Given data start

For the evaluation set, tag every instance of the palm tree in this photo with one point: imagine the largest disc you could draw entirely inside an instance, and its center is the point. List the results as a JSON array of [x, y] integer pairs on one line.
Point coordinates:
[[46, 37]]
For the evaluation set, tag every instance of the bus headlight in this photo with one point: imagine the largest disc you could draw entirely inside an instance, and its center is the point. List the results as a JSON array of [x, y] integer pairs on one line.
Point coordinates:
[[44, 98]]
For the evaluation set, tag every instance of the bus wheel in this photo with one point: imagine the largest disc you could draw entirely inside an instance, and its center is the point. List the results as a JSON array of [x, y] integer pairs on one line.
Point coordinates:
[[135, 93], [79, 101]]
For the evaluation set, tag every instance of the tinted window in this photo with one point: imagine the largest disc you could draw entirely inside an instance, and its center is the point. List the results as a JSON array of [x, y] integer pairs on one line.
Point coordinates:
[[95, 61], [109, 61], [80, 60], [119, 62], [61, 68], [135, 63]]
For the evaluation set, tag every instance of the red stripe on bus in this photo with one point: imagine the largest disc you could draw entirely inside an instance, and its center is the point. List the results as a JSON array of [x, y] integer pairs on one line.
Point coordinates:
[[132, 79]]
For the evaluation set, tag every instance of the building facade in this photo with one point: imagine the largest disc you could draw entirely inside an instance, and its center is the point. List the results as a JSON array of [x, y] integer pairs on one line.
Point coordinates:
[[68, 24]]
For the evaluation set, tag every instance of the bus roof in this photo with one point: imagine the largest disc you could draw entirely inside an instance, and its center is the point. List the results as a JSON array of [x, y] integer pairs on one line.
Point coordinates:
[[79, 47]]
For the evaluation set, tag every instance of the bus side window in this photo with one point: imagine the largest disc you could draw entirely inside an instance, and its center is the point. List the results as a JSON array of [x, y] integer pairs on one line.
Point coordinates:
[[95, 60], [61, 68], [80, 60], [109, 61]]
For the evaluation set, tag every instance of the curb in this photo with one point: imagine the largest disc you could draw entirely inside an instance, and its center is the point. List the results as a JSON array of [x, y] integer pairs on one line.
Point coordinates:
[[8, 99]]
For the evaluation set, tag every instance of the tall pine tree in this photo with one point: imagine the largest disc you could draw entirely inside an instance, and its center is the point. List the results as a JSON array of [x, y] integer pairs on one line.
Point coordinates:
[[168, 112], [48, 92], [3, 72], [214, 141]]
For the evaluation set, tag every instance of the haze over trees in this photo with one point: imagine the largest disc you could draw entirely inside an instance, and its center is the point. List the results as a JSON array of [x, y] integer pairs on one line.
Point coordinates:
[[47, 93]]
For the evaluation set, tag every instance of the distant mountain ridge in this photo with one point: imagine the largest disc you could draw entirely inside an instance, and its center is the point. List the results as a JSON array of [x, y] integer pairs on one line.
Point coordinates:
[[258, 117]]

Given data end

[Task brief] Copy every row above word for word, leaving nothing out and changing nothing.

[Solution to this exercise]
For the evaluation set, tag every instance of the palm tree in this photo with one point: imagine the largest disc you could draw entirely inside an instance, and its center is the point. List the results as a JSON array of [x, y] integer pairs on one line.
Point coordinates:
[[46, 37]]
For the evaluation set, tag every instance of the bus headlight in this photo with one point: imagine the largest disc you could draw entirely inside an instance, and its center is the point. List the results as a JSON array of [x, y] integer pairs on one line.
Point coordinates:
[[44, 98]]
For the evaluation set, tag every instance of the bus wheel in this photo with one point: imagine the largest disc you could draw entirely inside an instance, and its center is the point. List the results as a JSON array of [x, y] integer pairs on one line.
Point coordinates:
[[135, 93], [79, 101]]
For the evaluation set, tag every instance of the tinted window in this photo with one point: imagine the largest disc you could draw entirely inside an instance, and its center is the point. List the results as a JSON array of [x, y] integer pairs on one line.
Point coordinates:
[[95, 61], [109, 61], [80, 60], [119, 62], [61, 68], [135, 63]]
For the evaluation set, tag every instance of the red stripe on bus in this photo with one point: imagine the largest disc you could draw entirely inside an instance, and its center is the point. List the results as a JSON array of [x, y] integer pairs on one line.
Point coordinates:
[[132, 79]]
For the evaluation set, tag every instance of the building facade in this photo with one point: imagine the largest disc you could draw entirely inside an instance, and its center is the point. List the results as a JSON array of [x, y] integer pairs on one line.
Point coordinates:
[[68, 24]]
For the evaluation set, tag every instance of the bus roof in this photo with one point: imagine the largest disc you could draw entirely inside an instance, and its center is the point. List the results as a JSON array of [x, y] integer pairs on one line.
Point coordinates:
[[79, 47]]
For the evaluation set, tag every instance of the bus side window in this photo with one point: imagine the largest disc you could draw entirely inside an instance, and its center is the point. List the results as a JSON array of [x, y] integer pairs on one line.
Point coordinates:
[[95, 60], [61, 68], [80, 60], [109, 61]]
For the evaluation set, tag every instance of the curb in this photo with one point: imagine the largest disc you could draw entirely inside an instance, and its center is the point. List the results as a JSON array of [x, y] integer pairs on one line.
Point coordinates:
[[8, 99]]
For the evaluation set, tag every instance of the tall pine tree in this photo with one point: imagine the largest disc you could draw entirely inside an instance, and its center is the point. List the results as a JSON array of [x, y] integer pairs on one line.
Point coordinates:
[[168, 112], [48, 92], [3, 72], [214, 141]]
For the evaluation set, tag every instance of the haze over trees in this photo with one point: imagine the largest disc you could draw entirely inside an instance, and its center is the point. List the results as a JSON array of [x, y] integer pairs on one line.
Point coordinates:
[[47, 93]]
For the evaluation set, tag every instance of the distant mountain ridge in this photo with one point: imagine the largest disc you could draw entirely inside an instance, and its center is the point. List the results as a JSON array of [x, y] integer pairs on one line.
Point coordinates:
[[258, 117]]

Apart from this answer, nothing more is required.